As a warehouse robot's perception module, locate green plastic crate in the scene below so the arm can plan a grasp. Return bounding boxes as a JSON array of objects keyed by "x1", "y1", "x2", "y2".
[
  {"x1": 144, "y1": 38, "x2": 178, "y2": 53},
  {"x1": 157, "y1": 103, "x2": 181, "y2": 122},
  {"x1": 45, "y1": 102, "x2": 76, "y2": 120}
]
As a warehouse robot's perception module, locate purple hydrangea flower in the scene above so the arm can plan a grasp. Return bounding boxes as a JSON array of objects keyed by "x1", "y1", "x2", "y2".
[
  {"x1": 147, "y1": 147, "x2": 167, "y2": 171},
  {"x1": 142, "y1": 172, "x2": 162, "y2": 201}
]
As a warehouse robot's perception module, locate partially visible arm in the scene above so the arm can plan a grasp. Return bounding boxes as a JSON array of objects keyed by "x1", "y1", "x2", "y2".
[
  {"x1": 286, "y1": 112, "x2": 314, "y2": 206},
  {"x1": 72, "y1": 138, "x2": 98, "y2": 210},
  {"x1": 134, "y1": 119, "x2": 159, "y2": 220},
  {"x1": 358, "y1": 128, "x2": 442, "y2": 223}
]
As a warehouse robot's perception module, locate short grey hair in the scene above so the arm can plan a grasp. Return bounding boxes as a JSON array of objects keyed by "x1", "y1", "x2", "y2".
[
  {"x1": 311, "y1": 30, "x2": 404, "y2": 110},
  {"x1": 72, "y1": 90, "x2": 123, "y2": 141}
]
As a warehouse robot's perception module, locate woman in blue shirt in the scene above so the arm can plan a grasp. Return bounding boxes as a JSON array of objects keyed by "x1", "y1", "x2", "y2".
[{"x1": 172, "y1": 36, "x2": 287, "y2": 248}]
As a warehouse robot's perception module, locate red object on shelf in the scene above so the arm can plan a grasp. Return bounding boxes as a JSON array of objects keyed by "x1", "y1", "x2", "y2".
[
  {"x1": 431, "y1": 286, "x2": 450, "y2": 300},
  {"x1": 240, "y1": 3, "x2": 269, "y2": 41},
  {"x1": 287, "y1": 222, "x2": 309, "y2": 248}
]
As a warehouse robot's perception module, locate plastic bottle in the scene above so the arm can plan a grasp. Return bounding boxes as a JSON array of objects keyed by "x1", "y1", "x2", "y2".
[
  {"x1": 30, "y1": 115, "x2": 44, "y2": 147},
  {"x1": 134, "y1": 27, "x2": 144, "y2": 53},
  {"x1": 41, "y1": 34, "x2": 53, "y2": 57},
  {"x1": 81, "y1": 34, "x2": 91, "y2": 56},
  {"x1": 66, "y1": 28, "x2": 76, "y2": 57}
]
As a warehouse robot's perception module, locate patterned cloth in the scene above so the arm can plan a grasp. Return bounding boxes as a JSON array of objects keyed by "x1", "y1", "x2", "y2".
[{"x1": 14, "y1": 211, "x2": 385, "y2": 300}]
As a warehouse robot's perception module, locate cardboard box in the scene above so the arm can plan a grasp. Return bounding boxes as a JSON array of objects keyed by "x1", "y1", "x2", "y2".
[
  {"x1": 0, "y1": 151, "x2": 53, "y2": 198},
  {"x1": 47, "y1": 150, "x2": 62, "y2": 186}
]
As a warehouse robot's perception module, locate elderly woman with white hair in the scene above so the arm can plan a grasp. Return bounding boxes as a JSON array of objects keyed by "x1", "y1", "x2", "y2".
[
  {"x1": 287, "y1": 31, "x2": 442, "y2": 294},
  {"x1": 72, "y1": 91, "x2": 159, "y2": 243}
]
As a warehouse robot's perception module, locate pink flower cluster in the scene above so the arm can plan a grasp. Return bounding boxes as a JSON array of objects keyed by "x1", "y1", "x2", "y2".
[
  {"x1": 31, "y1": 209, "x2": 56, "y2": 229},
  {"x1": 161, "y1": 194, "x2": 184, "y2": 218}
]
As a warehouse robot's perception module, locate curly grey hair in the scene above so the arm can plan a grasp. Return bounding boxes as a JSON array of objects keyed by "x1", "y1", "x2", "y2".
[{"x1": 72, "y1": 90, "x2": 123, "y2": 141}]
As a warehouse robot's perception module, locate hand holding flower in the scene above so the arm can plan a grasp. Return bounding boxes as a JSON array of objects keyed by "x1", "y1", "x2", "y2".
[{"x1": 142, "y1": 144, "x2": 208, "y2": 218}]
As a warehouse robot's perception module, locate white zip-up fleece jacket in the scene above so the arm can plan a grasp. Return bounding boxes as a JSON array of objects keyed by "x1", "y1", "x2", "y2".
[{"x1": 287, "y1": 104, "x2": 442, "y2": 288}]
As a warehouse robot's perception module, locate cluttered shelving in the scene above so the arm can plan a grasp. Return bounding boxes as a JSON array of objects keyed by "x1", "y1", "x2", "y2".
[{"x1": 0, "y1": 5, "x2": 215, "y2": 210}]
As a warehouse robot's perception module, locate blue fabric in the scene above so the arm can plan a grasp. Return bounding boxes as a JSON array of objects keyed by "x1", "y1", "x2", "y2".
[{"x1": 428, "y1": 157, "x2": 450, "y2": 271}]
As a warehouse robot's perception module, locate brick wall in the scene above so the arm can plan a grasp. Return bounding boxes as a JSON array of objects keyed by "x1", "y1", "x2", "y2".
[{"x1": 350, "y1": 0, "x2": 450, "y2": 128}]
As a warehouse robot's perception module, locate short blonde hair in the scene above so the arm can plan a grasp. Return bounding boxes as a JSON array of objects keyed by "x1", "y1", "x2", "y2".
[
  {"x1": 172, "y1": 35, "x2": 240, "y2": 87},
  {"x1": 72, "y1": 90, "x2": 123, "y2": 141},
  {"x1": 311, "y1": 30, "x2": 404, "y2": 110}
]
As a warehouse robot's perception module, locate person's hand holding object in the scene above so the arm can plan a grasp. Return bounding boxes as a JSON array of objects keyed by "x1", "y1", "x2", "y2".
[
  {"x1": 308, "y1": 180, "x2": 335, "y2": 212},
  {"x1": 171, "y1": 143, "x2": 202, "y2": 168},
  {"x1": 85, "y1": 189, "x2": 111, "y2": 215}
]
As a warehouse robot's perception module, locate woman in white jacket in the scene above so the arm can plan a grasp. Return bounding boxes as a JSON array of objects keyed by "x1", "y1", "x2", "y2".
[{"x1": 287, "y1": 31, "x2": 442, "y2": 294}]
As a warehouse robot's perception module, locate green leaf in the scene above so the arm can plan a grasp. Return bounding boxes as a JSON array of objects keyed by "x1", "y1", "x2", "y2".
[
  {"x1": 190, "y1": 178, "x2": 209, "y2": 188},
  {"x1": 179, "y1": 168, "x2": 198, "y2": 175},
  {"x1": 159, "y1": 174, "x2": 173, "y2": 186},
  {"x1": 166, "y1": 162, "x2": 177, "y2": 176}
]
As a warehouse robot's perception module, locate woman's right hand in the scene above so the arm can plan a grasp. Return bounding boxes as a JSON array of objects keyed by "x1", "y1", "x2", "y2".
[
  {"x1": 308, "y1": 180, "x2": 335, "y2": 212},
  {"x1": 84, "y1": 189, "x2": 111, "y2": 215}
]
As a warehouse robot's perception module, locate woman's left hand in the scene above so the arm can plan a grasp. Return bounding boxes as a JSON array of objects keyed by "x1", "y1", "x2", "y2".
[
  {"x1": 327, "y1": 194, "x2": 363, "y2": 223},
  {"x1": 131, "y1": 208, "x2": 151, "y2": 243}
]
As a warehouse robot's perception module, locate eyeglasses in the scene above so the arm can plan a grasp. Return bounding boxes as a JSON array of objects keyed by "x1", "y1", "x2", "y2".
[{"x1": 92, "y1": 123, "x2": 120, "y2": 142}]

Problem to solve ->
Identify each line above that contains the word "grey", and copy every one of those lines in full.

Solution to the exercise ->
As a warehouse robot's perception module, locate short grey hair in the scene above so the arm can plan a grasp. Return bounding boxes as a JSON array of objects keyed by "x1", "y1", "x2", "y2".
As a warehouse robot's perception module, locate curly grey hair in the scene above so the arm can plan a grasp. Return bounding boxes as a JSON array of objects keyed by "x1", "y1", "x2", "y2".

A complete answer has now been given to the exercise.